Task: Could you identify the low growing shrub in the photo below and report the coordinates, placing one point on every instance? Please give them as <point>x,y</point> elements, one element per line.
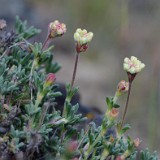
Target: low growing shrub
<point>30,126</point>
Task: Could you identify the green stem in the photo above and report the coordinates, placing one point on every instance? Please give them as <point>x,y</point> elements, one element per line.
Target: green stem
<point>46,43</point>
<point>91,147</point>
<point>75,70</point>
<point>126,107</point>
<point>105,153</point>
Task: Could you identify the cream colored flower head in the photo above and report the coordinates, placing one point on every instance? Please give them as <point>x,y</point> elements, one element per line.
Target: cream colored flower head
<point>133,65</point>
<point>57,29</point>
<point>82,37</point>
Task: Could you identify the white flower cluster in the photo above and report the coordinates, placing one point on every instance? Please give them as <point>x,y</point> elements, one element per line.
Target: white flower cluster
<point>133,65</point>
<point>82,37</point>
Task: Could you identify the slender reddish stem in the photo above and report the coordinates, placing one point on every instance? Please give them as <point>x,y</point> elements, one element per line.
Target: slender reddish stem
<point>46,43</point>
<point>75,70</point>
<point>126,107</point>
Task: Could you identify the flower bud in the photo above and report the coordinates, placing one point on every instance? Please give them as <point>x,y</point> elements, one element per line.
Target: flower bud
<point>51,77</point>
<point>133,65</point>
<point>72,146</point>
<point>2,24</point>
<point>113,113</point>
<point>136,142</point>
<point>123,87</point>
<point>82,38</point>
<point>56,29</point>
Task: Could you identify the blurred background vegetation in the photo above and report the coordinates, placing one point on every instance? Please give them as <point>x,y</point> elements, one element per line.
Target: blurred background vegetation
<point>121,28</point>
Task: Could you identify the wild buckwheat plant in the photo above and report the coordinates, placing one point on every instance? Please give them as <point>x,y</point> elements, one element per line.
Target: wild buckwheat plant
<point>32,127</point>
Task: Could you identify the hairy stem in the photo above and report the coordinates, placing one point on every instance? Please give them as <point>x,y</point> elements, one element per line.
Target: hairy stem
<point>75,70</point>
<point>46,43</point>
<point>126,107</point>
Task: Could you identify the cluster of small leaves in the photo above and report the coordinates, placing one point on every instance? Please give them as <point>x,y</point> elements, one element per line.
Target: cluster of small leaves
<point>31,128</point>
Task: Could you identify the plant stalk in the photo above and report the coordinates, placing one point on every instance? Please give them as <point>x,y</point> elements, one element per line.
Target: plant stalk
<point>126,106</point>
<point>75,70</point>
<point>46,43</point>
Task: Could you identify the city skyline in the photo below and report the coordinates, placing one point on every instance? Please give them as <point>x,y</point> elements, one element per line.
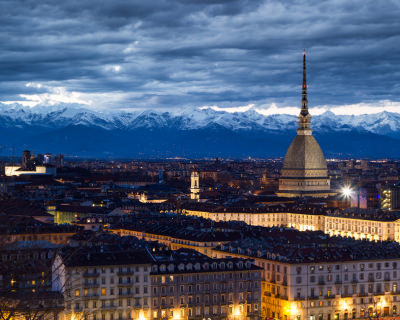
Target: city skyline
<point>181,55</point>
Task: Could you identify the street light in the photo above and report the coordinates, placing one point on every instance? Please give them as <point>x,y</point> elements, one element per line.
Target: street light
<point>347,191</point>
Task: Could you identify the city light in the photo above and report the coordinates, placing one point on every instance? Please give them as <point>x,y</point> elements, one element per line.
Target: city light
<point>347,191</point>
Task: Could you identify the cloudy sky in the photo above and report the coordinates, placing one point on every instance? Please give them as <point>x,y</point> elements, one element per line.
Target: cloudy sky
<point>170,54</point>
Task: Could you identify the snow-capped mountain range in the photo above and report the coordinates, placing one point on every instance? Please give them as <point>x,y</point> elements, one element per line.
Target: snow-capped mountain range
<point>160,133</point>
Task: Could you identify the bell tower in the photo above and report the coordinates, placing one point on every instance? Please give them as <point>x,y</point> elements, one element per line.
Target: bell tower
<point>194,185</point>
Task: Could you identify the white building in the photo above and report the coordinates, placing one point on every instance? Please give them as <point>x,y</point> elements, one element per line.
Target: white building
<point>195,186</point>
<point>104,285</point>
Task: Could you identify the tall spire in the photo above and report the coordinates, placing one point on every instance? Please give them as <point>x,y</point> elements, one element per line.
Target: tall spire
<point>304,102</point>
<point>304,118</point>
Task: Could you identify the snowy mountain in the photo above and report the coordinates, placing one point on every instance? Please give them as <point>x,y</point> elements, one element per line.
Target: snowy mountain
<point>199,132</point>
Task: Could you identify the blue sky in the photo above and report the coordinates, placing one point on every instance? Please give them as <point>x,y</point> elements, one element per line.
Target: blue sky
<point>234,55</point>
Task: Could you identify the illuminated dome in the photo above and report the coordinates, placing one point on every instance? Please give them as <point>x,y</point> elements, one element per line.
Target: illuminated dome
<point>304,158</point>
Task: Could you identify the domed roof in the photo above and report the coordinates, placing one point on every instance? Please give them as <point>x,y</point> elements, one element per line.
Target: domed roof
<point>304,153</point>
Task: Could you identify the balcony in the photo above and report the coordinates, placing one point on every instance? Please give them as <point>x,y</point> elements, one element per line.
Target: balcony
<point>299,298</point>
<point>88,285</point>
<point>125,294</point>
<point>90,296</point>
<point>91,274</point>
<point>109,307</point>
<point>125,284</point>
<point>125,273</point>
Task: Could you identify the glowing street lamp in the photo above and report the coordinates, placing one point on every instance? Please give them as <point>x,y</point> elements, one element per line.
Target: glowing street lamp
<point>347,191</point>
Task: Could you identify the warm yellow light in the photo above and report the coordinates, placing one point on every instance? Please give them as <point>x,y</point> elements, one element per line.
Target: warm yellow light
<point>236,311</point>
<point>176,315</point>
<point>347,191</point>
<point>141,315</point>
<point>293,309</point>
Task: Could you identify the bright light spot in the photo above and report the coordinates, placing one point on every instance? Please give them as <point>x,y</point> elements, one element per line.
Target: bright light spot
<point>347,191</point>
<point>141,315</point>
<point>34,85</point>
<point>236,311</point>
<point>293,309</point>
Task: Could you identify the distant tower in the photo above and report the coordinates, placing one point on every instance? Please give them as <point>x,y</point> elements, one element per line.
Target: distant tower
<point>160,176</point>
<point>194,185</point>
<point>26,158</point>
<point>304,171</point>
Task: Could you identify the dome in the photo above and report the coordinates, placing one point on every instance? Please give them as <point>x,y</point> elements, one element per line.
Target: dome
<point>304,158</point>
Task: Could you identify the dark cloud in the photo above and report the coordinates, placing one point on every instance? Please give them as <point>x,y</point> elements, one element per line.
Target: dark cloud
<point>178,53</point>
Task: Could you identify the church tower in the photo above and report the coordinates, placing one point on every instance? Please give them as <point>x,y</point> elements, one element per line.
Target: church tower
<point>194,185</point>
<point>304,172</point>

*****

DIRECTIVE. Could you rewrite the whole listing above with every "report the coordinates" changed to "list the positions" and everything else left as it is? Omit the pictures from your version.

WRITTEN SOLUTION.
Task: Could you identify the low growing shrub in the photo below and list the positions, placing one point on every instance? Please give them as <point>x,y</point> elements, one element per line.
Target: low growing shrub
<point>30,126</point>
Task: Could you identify the green stem in the photo above and list the positions, placing one point on every instance? Please give them as <point>x,y</point> elements, one element per line.
Target: green stem
<point>46,43</point>
<point>91,147</point>
<point>75,70</point>
<point>126,107</point>
<point>105,153</point>
Task: Could you identify the cream colored flower head in the photo above and list the positions, placing one point on every instance? Please give them as <point>x,y</point> elements, one element per line.
Target: cream colored flower head
<point>133,65</point>
<point>57,29</point>
<point>82,37</point>
Task: Could you identify the white flower cluster in the photo above and list the positions, placing one point on every instance? Please give them as <point>x,y</point> elements, one element per line.
Target: white flower cluster
<point>133,65</point>
<point>82,37</point>
Task: Could you identify the slender reddish stem in the photo above and list the positions, placing one point on every instance? Please give them as <point>x,y</point> elements, one element per line.
Target: slender reddish stem
<point>46,43</point>
<point>75,70</point>
<point>126,107</point>
Task: Could you identify the flower bud in the photo above and list the positions, placing one point on every instance? Please give them as <point>x,y</point> elements, one element per line.
Target: flower bud
<point>51,77</point>
<point>133,65</point>
<point>72,146</point>
<point>2,24</point>
<point>113,113</point>
<point>136,142</point>
<point>123,87</point>
<point>82,38</point>
<point>56,29</point>
Task: Could you identify the blurred background vegetation in the photo above and list the positions, placing one point on every instance? Please give them as <point>x,y</point> elements, one element per line.
Target: blurred background vegetation
<point>121,28</point>
Task: Could you identify the wild buckwheat plant in the photo above and list the positions, placing one point on every instance? Please give them as <point>x,y</point> elements, one element per line.
Target: wild buckwheat plant
<point>32,127</point>
Task: Could you identify the hairy stem in the photo above and list the positions, placing one point on every instance? Please give them as <point>x,y</point> elements, one element per line.
Target: hairy stem
<point>75,70</point>
<point>46,43</point>
<point>126,107</point>
Task: Could you identify the cluster of small leaves in the photo above and list the positions, placing one point on every instance? Please give them as <point>x,y</point> elements, one element per line.
Target: cluster of small leaves
<point>31,128</point>
Task: Could you identify the plant stalk in the photo above and list the positions, placing one point on every instance? Please give them as <point>x,y</point> elements, one element per line.
Target: plant stalk
<point>126,106</point>
<point>75,70</point>
<point>46,43</point>
Task: Could you identify the city skyline in the photo below and list the positions, placing one point on every instance? Please give them as <point>x,y</point> elements, one element per line.
Target: city skyline
<point>181,55</point>
Task: Could you identify the street light in the photo above and list the positions, placing one point on every instance? Please give them as <point>x,y</point> elements, one element per line.
Target: street light
<point>347,191</point>
Task: Could you identify the city light in the photo above and list the positions, placing one point on every instance? Please give them as <point>x,y</point> elements, one element per line.
Target: city light
<point>347,191</point>
Task: Could you identify the cloudy sky in the photo above and list the positions, placing one point on every instance? Please give them as <point>x,y</point> elements, one element per line.
Target: cloudy sky
<point>170,54</point>
Task: Could you identify the snow-capped mountain range in the photo above and list the positions, placing one point on every instance? Please give them as <point>x,y</point> elements, one element per line.
Target: snow-capped mountain range
<point>160,133</point>
Task: Could you identify the bell tower in the photo above and list the positions, placing one point on every instance? Please give them as <point>x,y</point> elements, one element per line.
Target: bell tower
<point>194,185</point>
Task: Could you identify the white building in the photo above and list the positions, placing one point on every instance? Please give them as <point>x,y</point> elements, one element per line.
Target: white building
<point>195,186</point>
<point>104,285</point>
Task: Could you identify the tall spire in the photo above and list the positions, placing one point on every instance? Please give them as <point>x,y</point> elements, one element per line.
Target: tall spire
<point>304,102</point>
<point>304,118</point>
Task: Could you identify the snowy mountain in the photo above and list the positions, placing one point on every instance? Please give them as <point>x,y</point> elements, one element per line.
Target: snowy mountain
<point>199,132</point>
Task: Could you identify the blue sky in the photo above and list the positions, placing one point on every instance? Please give them as <point>x,y</point> elements, one element per line.
Target: blue sky
<point>234,55</point>
Task: Could you identify the illuminated dome in the photo above and list the positions, placing one point on every instance? Please give them as <point>x,y</point> elements, one element per line.
Target: illuminated dome
<point>304,158</point>
Task: Could you identify the domed roof in the photo above and list the positions, placing one point on every instance? Please give them as <point>x,y</point> elements, one element per line.
Target: domed roof
<point>304,153</point>
Task: Could you identify the balcony in the photo above and list the positions, placing one point on every instance? Please give them as <point>x,y</point> elements, one element per line.
Target: balcony
<point>299,298</point>
<point>88,285</point>
<point>125,294</point>
<point>90,296</point>
<point>91,274</point>
<point>109,307</point>
<point>125,284</point>
<point>125,273</point>
Task: Could you identify the glowing street lamp in the photo above and list the positions, placing one point on every instance? Please give them as <point>x,y</point> elements, one element per line.
Target: glowing street lamp
<point>347,191</point>
Task: Could you identify the warm yellow light in the photo above and list the positions, placing one point on every instance? Please give them as <point>x,y</point> elements, one element per line.
Target: warm yellow light
<point>236,311</point>
<point>176,315</point>
<point>347,191</point>
<point>141,315</point>
<point>293,309</point>
Task: Could you identify the bright light spot in the photo above and list the positions, placing one point on every instance? Please give them as <point>x,y</point> elements, one element per line.
Target: bright light spot
<point>347,191</point>
<point>141,315</point>
<point>34,85</point>
<point>236,311</point>
<point>293,309</point>
Task: Could you identify the distant tower in the photo above and list the positions, placing one point on every instance? Please give them as <point>x,y</point> elements, one element per line.
Target: distant tower
<point>160,176</point>
<point>194,185</point>
<point>26,158</point>
<point>304,171</point>
Task: Could you identify the dome in the photo above and list the positions, placing one point on every instance? Please give them as <point>x,y</point> elements, one element per line.
Target: dome
<point>304,158</point>
Task: Could you identify the dark cloud in the photo above and list the positions, placing one point on every instance? Please give them as <point>x,y</point> elements, one element per line.
Target: dark cloud
<point>178,53</point>
Task: Could you identify the church tower in the photo above and list the positions, placing one point on every instance? Please give them as <point>x,y</point> elements, one element per line.
Target: church tower
<point>194,185</point>
<point>304,172</point>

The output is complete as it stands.